_Exercise brief_.
Only the text of the records, copied exactly, is wanted; no pictures.

_Data shown_.
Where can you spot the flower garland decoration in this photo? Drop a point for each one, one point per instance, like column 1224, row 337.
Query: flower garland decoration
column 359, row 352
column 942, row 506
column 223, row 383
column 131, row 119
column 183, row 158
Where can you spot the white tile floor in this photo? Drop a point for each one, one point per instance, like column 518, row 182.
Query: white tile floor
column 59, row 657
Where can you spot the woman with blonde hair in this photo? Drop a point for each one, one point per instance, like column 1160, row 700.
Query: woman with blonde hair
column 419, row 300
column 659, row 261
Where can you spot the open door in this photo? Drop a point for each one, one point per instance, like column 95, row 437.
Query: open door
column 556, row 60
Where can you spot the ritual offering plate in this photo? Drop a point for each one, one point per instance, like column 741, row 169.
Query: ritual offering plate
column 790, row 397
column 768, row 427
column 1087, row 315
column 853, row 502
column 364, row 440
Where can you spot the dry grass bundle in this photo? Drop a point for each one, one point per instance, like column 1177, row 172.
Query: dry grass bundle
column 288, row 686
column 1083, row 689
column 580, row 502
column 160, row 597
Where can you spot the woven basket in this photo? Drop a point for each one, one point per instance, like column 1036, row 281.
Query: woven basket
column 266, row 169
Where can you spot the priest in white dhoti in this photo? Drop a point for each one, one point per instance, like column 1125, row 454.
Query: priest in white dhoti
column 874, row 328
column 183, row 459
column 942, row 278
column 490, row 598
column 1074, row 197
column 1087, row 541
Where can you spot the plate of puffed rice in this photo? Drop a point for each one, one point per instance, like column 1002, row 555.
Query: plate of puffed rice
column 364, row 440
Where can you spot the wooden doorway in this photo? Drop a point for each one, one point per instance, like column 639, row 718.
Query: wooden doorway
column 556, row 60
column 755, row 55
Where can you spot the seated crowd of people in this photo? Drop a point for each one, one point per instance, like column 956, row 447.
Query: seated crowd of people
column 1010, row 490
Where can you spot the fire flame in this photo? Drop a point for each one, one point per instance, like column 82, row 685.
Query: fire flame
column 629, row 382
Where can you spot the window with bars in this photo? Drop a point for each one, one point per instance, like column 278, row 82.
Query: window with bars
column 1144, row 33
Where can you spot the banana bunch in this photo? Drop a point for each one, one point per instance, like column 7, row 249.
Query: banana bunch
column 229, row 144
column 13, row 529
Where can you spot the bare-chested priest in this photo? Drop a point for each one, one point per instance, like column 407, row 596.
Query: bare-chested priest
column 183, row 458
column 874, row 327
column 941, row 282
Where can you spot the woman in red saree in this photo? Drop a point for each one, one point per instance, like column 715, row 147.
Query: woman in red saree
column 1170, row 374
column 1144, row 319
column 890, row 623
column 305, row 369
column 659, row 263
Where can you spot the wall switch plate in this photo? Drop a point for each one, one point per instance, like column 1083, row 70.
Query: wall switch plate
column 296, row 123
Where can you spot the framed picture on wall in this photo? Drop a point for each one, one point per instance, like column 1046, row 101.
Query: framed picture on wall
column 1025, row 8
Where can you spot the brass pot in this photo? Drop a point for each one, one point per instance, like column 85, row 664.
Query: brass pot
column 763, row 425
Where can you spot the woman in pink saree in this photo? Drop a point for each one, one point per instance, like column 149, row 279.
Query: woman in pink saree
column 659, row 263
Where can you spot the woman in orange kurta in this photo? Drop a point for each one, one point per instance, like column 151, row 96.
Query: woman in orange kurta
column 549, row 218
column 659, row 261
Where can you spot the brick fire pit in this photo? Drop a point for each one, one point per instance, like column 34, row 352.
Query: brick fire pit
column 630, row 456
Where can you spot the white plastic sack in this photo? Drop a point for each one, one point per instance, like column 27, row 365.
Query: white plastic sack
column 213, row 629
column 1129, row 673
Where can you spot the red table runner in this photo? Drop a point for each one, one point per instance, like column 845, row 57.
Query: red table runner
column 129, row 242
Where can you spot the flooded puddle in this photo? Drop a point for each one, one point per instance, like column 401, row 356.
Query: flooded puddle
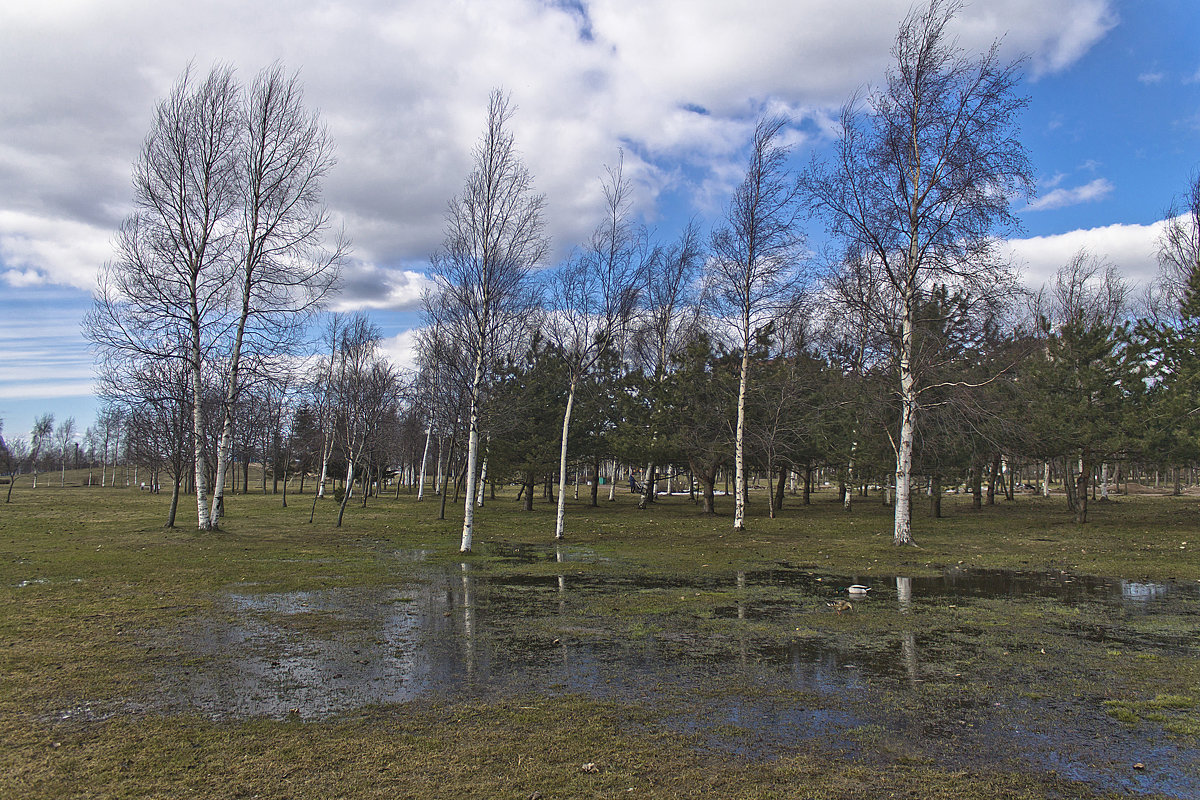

_Written response_.
Where can you spot the flower garland decoration in this photo? Drop a point for each one, one point per instance, like column 1224, row 337.
Query: flower garland decoration
column 359, row 352
column 942, row 506
column 223, row 383
column 131, row 119
column 183, row 158
Where can you spot the white tile floor in this photo? Drop a point for each one, one point per instance, like column 518, row 182.
Query: white tile floor
column 59, row 657
Where can you spot the woman with blonde hair in this photo? Drop a point for each one, one point per instance, like column 1160, row 700.
Query: woman with blonde hair
column 419, row 300
column 659, row 261
Where can you spot the open door in this photo? Drop a point for each one, one point per instance, like column 95, row 437.
Query: open door
column 556, row 60
Where can you spot the ritual offering plate in this photo? Drop a point for each one, one point per instance, like column 741, row 169.
Query: ritual offering plate
column 790, row 397
column 768, row 427
column 1087, row 315
column 853, row 502
column 364, row 440
Where can you spot the dry grass bundle in this photo? Drop a point for each one, one point per instance, like column 1177, row 172.
Query: dry grass bundle
column 288, row 686
column 1083, row 689
column 580, row 502
column 160, row 597
Where can you spot the woven basket in this photo? Drop a point for each one, one point per instance, like column 1036, row 281.
Query: woven basket
column 266, row 169
Where can you spot the priest in white dhoti in this photo? Drop a point for each one, one point per instance, like column 1125, row 454.
Query: priest in white dhoti
column 874, row 328
column 183, row 459
column 942, row 278
column 490, row 598
column 1074, row 197
column 1087, row 541
Where can you spot the plate of puffed rice in this photo? Drop a point for each one, one point per instance, like column 1002, row 555.
Query: plate of puffed rice
column 364, row 440
Where can you spot the wooden doorway in this photo? Drop a point for each one, one point per instance, like column 639, row 718.
Query: wooden doorway
column 556, row 60
column 755, row 55
Where can you spot the seated crowd of people in this photo? Drop a point for each one, one point per instance, like column 956, row 447.
Query: seated crowd of people
column 1010, row 490
Where can you spot the fire flame in this photo? Drop a point for each one, one point per instance, like column 82, row 685.
Query: fire flame
column 629, row 382
Where can you spot the window with bars in this photo? Drop a point for each one, one point per instance, like column 278, row 82.
Query: window with bars
column 1144, row 33
Where can you spot the banana bunch in this photo? Drop a point for each one, one point per instance, like column 7, row 249.
Query: banana bunch
column 229, row 144
column 13, row 529
Where can you spot the bare-chested priest in this photo? Drop a point for each one, one point per instance, like column 407, row 596.
Query: bare-chested priest
column 183, row 458
column 874, row 327
column 941, row 282
Where can you spot the woman in red saree in this photo? Drop a point for each one, one point per instance, like column 715, row 147.
Query: woman in red saree
column 1170, row 374
column 1144, row 319
column 890, row 623
column 305, row 369
column 659, row 263
Where can you spot the wall switch plate in this photo? Drop a point for each one, one point per instance, like column 1083, row 70.
Query: wall switch plate
column 296, row 123
Where can you spot the framed picture on wall in this photo? Drop a point for each one, one point per instance, like column 1046, row 101.
Query: framed picture on wall
column 1025, row 8
Where can you spot the brass pot in this photo? Drop a point for each one, one point per instance, like column 85, row 664.
Query: brass pot
column 763, row 425
Where can you spot the woman in pink saree in this photo? Drop a point for each one, one point per instance, like column 149, row 279.
Query: woman in pink saree
column 659, row 263
Where can you spot the woman in orange kurta in this photo? Drop a point for each one, one point per instance, like column 151, row 96.
Query: woman in orange kurta
column 549, row 218
column 659, row 261
Where can you spot the brick fire pit in this photo? Drop a point for each one, one point per instance, like column 34, row 352.
Query: brick fire pit
column 630, row 456
Where can you spot the white plastic sack in this photo? Drop a point for each one, one point per instance, like column 27, row 365.
Query: white plastic sack
column 213, row 629
column 1129, row 673
Where can you spot the red table runner in this photo? Drop a point for each one, one point per instance, like column 845, row 57.
Query: red table runner
column 129, row 242
Where can you spot the flooded puddle in this photo? Drop a point for each one, one point per instance, like column 401, row 356.
Query: flooded puddle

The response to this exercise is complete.